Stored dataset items

=====

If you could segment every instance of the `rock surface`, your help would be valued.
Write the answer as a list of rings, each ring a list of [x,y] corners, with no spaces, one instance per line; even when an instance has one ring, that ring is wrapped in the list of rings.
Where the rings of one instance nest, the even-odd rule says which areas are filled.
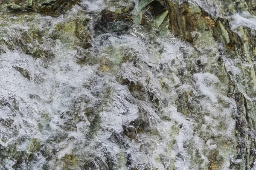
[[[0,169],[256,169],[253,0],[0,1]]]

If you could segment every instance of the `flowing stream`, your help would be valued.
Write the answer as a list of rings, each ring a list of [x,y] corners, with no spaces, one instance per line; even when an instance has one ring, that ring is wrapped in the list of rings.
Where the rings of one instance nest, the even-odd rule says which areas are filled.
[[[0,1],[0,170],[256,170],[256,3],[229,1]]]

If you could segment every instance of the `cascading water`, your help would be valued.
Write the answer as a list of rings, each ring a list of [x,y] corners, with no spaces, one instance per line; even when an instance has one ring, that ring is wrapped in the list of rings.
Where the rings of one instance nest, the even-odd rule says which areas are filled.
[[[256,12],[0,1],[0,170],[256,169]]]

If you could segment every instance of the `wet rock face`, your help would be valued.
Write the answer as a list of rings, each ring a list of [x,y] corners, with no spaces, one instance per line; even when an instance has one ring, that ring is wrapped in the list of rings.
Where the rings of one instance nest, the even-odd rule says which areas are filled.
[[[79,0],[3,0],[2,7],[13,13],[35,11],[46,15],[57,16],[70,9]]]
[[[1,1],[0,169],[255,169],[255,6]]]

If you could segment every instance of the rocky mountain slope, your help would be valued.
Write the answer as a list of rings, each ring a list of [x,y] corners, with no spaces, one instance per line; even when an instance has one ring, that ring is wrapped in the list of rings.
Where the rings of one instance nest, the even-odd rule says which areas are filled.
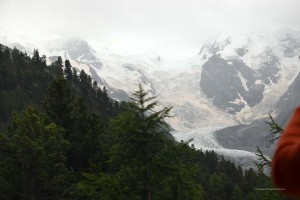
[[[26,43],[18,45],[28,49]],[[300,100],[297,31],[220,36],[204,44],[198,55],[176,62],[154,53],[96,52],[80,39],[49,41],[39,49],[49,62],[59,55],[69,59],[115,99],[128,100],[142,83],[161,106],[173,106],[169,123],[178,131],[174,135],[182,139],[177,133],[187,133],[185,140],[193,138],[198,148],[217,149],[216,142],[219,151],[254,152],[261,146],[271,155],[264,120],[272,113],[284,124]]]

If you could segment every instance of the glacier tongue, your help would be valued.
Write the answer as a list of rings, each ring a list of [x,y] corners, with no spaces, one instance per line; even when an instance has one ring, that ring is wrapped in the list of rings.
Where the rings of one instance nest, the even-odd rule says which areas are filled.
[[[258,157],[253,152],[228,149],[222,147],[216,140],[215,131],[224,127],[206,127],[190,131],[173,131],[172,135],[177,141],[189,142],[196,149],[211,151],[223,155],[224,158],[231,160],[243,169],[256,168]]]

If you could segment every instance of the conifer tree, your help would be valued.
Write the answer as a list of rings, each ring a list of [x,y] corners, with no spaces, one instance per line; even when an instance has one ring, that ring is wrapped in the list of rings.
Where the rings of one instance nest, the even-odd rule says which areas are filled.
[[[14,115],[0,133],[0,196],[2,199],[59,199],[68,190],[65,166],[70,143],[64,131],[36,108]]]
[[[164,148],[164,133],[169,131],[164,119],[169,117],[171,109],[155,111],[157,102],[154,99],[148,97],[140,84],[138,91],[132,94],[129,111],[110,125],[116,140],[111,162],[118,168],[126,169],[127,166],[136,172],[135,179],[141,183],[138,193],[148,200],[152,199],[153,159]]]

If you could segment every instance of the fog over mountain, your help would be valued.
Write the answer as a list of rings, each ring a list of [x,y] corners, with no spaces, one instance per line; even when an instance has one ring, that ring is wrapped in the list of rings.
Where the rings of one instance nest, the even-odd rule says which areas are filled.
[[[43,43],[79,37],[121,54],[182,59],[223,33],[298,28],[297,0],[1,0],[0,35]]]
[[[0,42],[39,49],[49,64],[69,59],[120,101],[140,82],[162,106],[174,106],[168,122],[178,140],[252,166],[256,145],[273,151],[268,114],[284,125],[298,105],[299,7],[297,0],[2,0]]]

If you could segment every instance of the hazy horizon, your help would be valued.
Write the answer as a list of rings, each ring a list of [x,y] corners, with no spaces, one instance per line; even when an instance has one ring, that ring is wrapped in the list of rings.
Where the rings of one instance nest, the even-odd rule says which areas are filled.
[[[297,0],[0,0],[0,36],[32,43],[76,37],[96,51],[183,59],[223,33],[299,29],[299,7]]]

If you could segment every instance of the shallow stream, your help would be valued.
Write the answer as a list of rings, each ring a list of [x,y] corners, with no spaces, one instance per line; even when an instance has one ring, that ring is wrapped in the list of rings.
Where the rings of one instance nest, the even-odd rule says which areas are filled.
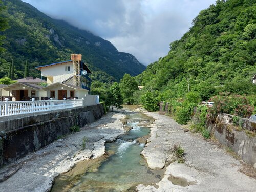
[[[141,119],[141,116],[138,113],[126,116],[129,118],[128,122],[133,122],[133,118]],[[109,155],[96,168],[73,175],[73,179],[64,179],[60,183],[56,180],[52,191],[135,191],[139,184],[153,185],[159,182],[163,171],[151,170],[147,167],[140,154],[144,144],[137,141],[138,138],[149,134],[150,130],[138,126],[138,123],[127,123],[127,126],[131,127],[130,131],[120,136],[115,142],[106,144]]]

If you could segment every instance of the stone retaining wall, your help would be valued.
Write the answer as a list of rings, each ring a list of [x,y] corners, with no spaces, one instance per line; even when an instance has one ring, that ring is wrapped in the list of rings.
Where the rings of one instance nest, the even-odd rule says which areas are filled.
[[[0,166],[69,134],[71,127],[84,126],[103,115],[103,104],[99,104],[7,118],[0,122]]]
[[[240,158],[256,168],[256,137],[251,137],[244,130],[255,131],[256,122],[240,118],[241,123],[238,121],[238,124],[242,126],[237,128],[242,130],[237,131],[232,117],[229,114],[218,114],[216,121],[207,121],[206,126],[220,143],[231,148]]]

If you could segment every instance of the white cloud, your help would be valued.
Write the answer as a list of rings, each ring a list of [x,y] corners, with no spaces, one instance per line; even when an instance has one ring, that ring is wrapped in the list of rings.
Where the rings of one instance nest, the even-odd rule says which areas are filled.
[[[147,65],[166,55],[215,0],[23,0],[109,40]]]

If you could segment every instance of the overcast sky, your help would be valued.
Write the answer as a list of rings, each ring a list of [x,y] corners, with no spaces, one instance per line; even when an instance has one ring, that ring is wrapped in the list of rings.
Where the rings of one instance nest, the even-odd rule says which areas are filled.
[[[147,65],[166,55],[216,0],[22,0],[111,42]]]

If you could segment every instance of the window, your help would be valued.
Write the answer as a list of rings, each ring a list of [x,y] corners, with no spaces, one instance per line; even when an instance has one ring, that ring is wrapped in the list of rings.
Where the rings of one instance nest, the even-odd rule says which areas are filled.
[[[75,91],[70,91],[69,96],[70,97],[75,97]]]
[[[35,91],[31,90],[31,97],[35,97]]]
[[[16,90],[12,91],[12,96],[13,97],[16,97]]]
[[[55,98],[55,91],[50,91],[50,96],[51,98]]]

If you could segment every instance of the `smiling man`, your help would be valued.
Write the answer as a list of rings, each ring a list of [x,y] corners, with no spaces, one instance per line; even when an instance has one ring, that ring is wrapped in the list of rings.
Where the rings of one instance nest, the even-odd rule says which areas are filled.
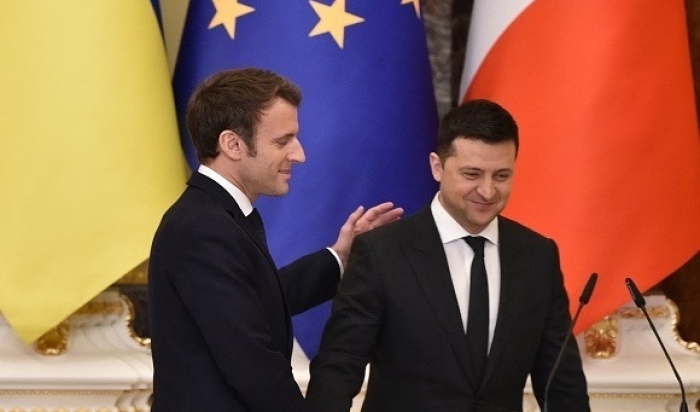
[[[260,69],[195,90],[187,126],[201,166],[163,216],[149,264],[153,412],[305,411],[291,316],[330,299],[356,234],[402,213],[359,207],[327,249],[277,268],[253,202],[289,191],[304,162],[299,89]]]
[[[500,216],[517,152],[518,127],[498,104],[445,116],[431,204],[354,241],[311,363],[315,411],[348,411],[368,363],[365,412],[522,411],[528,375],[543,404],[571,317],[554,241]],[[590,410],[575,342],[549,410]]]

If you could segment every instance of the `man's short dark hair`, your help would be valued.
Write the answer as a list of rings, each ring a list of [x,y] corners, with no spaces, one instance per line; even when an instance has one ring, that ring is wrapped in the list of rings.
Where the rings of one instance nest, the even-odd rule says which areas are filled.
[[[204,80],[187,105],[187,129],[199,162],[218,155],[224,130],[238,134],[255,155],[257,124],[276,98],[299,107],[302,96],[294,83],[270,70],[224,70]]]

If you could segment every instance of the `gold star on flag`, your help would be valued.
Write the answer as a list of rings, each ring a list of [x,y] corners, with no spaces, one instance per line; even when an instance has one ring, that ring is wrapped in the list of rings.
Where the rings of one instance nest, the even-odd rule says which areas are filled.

=====

DIRECTIONS FOR THIS TASK
Print the data above from its first line up to and including the line that contains "[[[0,169],[256,169],[253,0],[0,1]]]", without changing anything and leaving out the pictures.

EXPECTED ANSWER
If you could segment every instance of the `rock surface`, your help would be valued.
Write the answer as a list of rings, each ring a list of [x,y] corners, with no spaces, one instance per line; even when an instance has one ring, that ring is wrapped in the list of rings.
Where the rings of one instance nest, the even-odd rule says which areas are filled.
[[[0,169],[256,169],[253,0],[0,1]]]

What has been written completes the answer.